**Problem statement**
Reproduce each of the following records line for line without any alteration, omitting the pictures from your reply.

(Image point annotation records)
______
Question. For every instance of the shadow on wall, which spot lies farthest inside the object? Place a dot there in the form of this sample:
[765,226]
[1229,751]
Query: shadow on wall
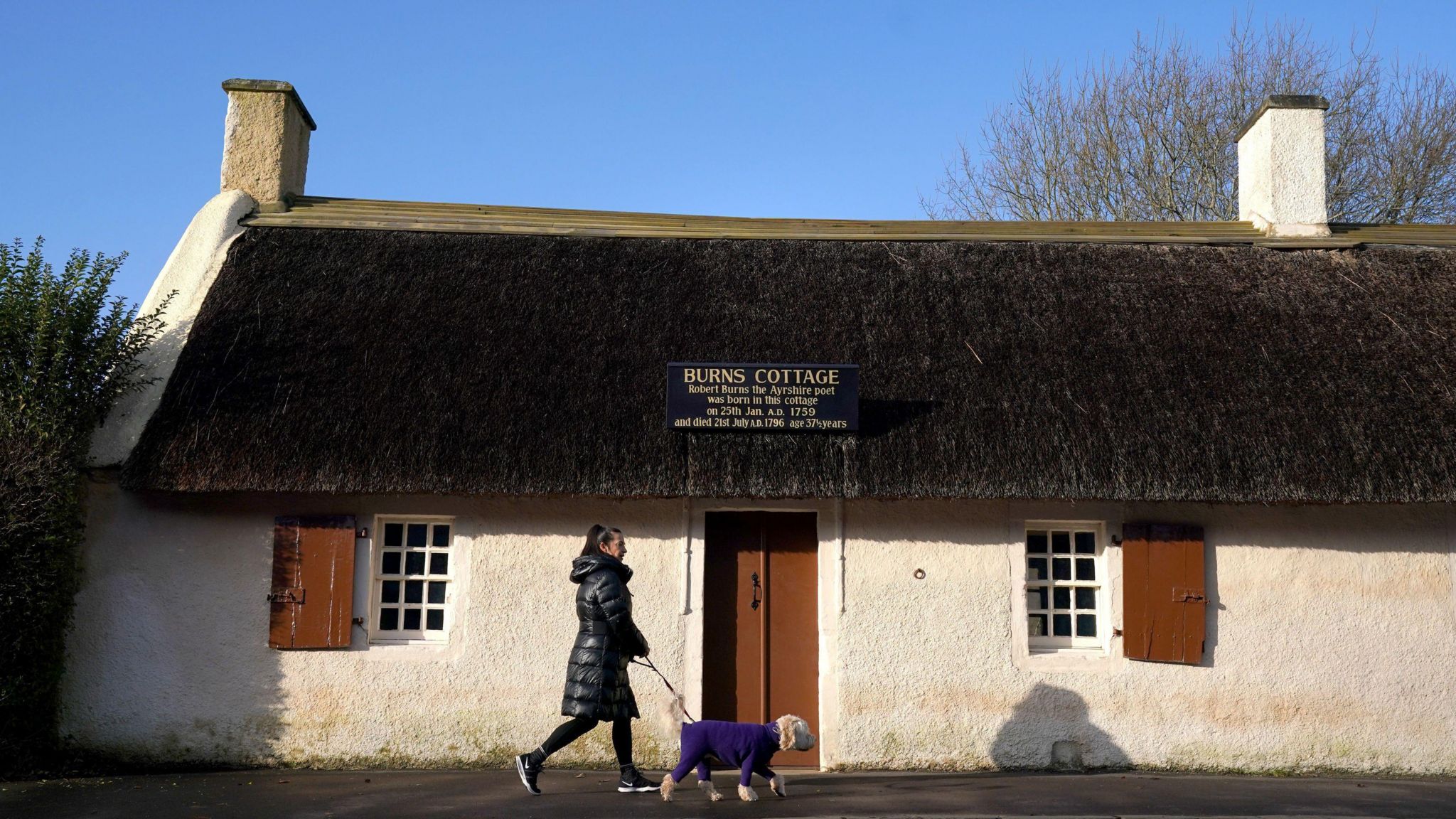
[1050,730]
______
**Reply**
Question. For every instance of the shadow on wall, which spot lies farthest inside the object? Place a dot there in the form of this sample:
[765,226]
[1229,751]
Query: shadow on wall
[1050,730]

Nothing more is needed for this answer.